YOUR TASKS:
• A. In the text on k-means image compression, what time complexity does it give for the k-means algorithm?
• B. Say whether each statement agrees with the text on k-means image compression, answering yes or no and quoting the deciding words: (i) Variation caused by random centroid initialization is less apparent to the human eye for larger values of k. (ii) K-means keeps all the color information of an image. (iii) Vector quantization is named as a technique that may produce better results.
• C. Continue the text on k-means image compression from its last sentence.

EXTRACTED TEXT:
****

Can you notice many differences between the two images above? Using *k*=256, the compressed image on the right requires only 1/3 the amount of data compared to the full image on the right!

## Randomness in Centroid Initialization

Holding everything in regards to k-means constant, each run will differ slightly as a result of the randomness inherent in the centroid initialization process.

This means that the compressed images given the same parameters will output slightly different variations. However, for larger values of k, this effect is not as apparent to the human eye.

Now that we have completed a thorough analysis of the k-means algorithm in regards to image compression, we will explicitly discuss its advantages and disadvantages.

## Advantages

- Efficiency: The k-means algorithm is computationally efficient (linear time complexity), making it suitable for real-time image compression applications [8]. This also means it can handle large images.
- Simplicity: The k-means algorithm is relatively simple and easy to understand.
- Great for certain types of images: k-means performs well on images with distinct clusters of similar colors.

## Disadvantages

- Lossy Compression Algorithm: K-means is a form of lossy compression that represents an entire image based on clusters of pixels, therefore it loses some color information and may not preserve fine details in an image.
- Sensitivity to initialization: The performance of the k-means algorithm can be sensitive to the initial positions of the centroids, which can lead to sub-optimal or inconsistent results. This is less of a problem with larger values of
*k*. - Not suitable for certain types of images: k-means algorithm perform poorly on images with smooth color gradients and images with high noise.

Overall, k-means can be a good choice for lossy image compression, especially for images with distinct clusters of similar colors. However, it may not be the best choice for all types of images and other techniques such as vector quantization or fractal compression may produce better results.

The user has a critical decision to make when selecting the value of *k*, and must keep in mind the ‘compression amount vs. detail trade-off’ discussed in the “Selecting ‘k’” section. The optimal k value will likely vary according to the user’s needs.

****

SUPPLIED RECORDS:
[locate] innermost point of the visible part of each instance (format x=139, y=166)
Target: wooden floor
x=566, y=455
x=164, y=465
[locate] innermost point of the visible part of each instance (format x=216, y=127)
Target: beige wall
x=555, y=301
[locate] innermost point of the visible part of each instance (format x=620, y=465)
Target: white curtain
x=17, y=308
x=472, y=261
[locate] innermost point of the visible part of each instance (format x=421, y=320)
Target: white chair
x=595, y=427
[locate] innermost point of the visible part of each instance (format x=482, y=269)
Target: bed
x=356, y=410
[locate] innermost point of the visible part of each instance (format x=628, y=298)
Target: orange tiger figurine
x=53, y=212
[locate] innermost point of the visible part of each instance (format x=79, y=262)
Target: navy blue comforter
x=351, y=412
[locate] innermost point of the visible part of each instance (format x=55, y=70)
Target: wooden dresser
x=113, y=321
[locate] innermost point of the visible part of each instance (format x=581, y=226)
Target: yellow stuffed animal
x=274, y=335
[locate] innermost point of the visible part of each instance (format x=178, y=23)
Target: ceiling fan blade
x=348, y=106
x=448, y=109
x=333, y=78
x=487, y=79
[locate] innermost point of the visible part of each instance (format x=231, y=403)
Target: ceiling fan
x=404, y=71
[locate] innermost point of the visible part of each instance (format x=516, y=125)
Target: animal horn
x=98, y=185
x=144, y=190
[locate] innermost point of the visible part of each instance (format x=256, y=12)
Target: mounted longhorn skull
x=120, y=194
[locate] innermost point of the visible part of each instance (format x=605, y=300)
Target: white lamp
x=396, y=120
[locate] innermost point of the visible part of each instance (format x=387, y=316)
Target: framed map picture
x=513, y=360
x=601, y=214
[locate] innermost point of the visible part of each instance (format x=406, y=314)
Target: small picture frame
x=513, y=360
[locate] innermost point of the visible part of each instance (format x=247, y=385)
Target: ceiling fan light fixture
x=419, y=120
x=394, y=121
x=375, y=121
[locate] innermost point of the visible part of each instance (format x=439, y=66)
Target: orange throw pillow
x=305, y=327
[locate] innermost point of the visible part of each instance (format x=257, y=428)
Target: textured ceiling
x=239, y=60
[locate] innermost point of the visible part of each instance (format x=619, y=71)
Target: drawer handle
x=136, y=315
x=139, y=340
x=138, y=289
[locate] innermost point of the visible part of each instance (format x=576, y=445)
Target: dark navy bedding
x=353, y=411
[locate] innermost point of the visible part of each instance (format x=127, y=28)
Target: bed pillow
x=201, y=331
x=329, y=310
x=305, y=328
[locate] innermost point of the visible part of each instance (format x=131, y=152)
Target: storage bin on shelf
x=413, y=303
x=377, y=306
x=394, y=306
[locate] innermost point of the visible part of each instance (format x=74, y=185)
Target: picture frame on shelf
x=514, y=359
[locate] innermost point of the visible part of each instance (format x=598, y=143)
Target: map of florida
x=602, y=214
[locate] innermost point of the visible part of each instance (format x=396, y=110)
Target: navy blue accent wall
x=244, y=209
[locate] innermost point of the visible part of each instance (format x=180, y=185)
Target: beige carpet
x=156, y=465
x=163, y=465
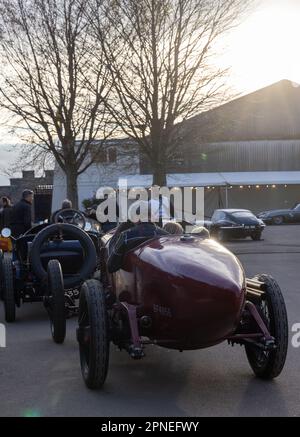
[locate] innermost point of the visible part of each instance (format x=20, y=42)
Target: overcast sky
x=263, y=50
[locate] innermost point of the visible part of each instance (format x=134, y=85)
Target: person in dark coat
x=5, y=213
x=21, y=214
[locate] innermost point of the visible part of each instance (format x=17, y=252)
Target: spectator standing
x=21, y=214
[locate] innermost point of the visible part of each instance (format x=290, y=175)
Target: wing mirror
x=6, y=233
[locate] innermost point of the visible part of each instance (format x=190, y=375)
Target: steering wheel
x=69, y=216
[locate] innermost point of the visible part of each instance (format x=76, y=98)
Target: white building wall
x=96, y=176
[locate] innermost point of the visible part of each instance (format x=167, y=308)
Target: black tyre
x=93, y=334
x=269, y=364
x=278, y=221
x=56, y=307
x=256, y=236
x=1, y=276
x=8, y=289
x=71, y=232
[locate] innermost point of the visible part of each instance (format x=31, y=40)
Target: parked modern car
x=180, y=292
x=281, y=216
x=229, y=224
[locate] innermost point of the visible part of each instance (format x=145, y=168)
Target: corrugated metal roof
x=216, y=179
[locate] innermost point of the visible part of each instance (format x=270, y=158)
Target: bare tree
x=47, y=56
x=161, y=58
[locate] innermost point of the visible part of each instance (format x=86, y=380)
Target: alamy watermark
x=2, y=336
x=150, y=205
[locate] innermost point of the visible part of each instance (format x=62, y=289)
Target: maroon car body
x=180, y=292
x=194, y=300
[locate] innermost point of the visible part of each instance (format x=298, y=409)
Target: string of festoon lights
x=248, y=187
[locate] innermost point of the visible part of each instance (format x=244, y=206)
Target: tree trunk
x=72, y=187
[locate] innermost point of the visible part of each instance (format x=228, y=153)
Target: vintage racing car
x=48, y=264
x=179, y=292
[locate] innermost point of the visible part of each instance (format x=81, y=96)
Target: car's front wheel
x=93, y=334
x=8, y=289
x=269, y=364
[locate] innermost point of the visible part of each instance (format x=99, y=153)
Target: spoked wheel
x=8, y=289
x=269, y=364
x=56, y=304
x=93, y=334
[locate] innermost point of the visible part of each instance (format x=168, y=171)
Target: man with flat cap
x=21, y=214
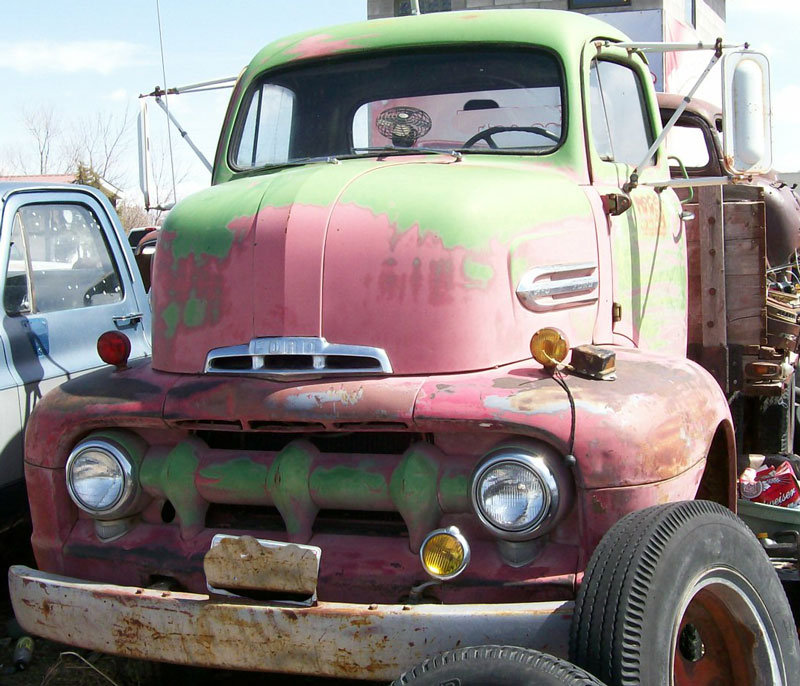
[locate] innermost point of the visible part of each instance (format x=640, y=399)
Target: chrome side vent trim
x=287, y=359
x=558, y=285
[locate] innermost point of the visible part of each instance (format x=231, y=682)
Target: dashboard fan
x=403, y=125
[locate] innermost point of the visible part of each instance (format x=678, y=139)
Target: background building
x=681, y=21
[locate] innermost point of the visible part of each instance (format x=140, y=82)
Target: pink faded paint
x=381, y=280
x=324, y=44
x=288, y=256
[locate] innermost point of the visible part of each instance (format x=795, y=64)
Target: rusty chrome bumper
x=375, y=642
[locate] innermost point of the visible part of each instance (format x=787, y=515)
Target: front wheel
x=683, y=594
x=495, y=665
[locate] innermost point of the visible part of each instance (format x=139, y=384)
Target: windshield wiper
x=385, y=151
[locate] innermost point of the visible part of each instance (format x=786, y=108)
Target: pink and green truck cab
x=342, y=372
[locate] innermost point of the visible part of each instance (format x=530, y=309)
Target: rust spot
x=597, y=506
x=510, y=382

****

ANSWERS TO THE PROBLEMS:
• A. Linear time complexity.

• B.
(i) Yes: "for larger values of k, this effect is not as apparent to the human eye."
(ii) No: "it loses some color information and may not preserve fine details in an image."
(iii) Yes: "other techniques such as vector quantization or fractal compression may produce better results."

• C.
Hopefully the different visualizations were able to help develop a stronger understanding of the k-means algorithm, and how it can perform image compression.

## References

[1] Krishna, K., and M. Narasimha Murty. “Genetic K-Means Algorithm.” *IEEE Transactions on Systems, Man and Cybernetics, Part B (Cybernetics)*, vol. 29, no. 3, 1999, pp. 433–439., https://doi.org/10.1109/3477.764879.

[2] https://stats.stackexchange.com/questions/188087/proof-of-convergence-of-k-means

[3] Ng, Andrew. “CS229 Lecture Notes.” https://cs229.stanford.edu/notes2022fall/main_notes.pdf

[4] My Github Repository with the code for this project. https://github.com/SebastianCharmot/kmeans_image_compression

[5] Gan, Guojun, and Michael Kwok-Po Ng. “K -Means Clustering with Outlier Removal.” *Pattern Recognition Letters*, vol. 90, 2017, pp. 8–14., https://doi.org/10.1016/j.patrec.2017.03.008.

[6] “Lossy Compression (Article).” *Khan Academy*, Khan Academy, https://www.khanacademy.org/computing/computers-and-internet/xcae6f4a7ff015e7d:digital-information/xcae6f4a7ff015e7d:data-compression/a/lossy-compression.

[7] Ming Yang, and N. Bourbakis. “An Overview of Lossless Digital Image Compression Techniques.” *48th Midwest Symposium on Circuits and Systems, 2005.*, 2005, https://doi.org/10.1109/mwscas.2005.1594297.

[8] Chiou, Paul T., et al. “A Complexity Analysis of the JPEG Image Compression Algorithm.” *2017 9th Computer Science and Electronic Engineering (CEEC)*, 2017, https://doi.org/10.1109/ceec.2017.8101601.